Your goal:
In the records below, begin at the line containing "out-of-focus stem -> point" and end at the line containing "flower head -> point"; quote every line in that span exactly, including both boundary lines, and no others.

Material for this exercise:
· · · ·

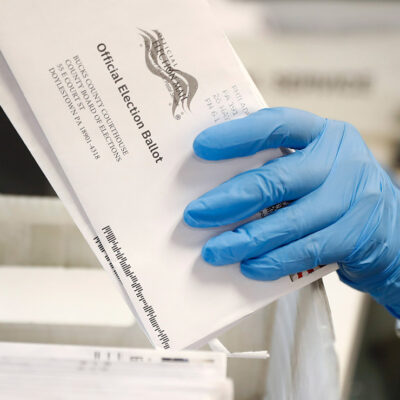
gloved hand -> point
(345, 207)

· · · ·

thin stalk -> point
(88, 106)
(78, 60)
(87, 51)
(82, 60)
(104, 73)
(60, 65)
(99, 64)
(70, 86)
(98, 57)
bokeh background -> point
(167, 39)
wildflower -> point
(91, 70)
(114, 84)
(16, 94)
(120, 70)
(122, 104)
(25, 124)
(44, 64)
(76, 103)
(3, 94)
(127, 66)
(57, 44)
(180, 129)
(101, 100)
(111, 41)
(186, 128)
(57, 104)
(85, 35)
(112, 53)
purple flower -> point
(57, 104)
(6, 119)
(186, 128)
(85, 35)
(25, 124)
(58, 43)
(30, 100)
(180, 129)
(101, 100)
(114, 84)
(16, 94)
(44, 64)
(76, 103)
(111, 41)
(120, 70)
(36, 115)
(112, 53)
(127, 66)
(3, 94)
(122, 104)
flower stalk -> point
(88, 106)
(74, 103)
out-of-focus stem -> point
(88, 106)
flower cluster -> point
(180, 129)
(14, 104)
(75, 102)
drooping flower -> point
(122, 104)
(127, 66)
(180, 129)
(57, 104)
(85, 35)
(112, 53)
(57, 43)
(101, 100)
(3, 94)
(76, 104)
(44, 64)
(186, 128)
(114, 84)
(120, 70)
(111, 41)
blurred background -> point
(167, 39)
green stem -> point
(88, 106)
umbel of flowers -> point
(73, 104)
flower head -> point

· · · ·

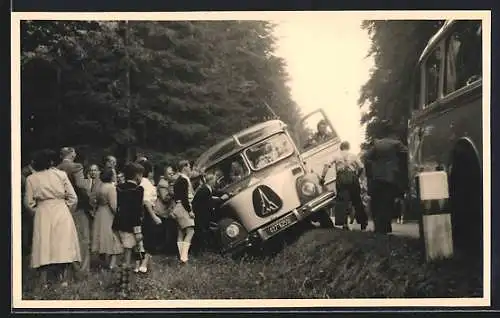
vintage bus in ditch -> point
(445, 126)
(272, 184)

· · · ·

Answer to this problem:
out-of-focus stem -> point
(88, 106)
flower cluster -> point
(180, 129)
(14, 104)
(75, 102)
drooping flower -> point
(122, 104)
(127, 66)
(180, 129)
(57, 104)
(85, 35)
(112, 53)
(57, 43)
(101, 100)
(3, 94)
(76, 104)
(44, 64)
(186, 128)
(114, 84)
(120, 70)
(111, 41)
blurred background -> point
(167, 39)
green stem -> point
(88, 106)
umbel of flowers -> point
(73, 104)
flower head -> point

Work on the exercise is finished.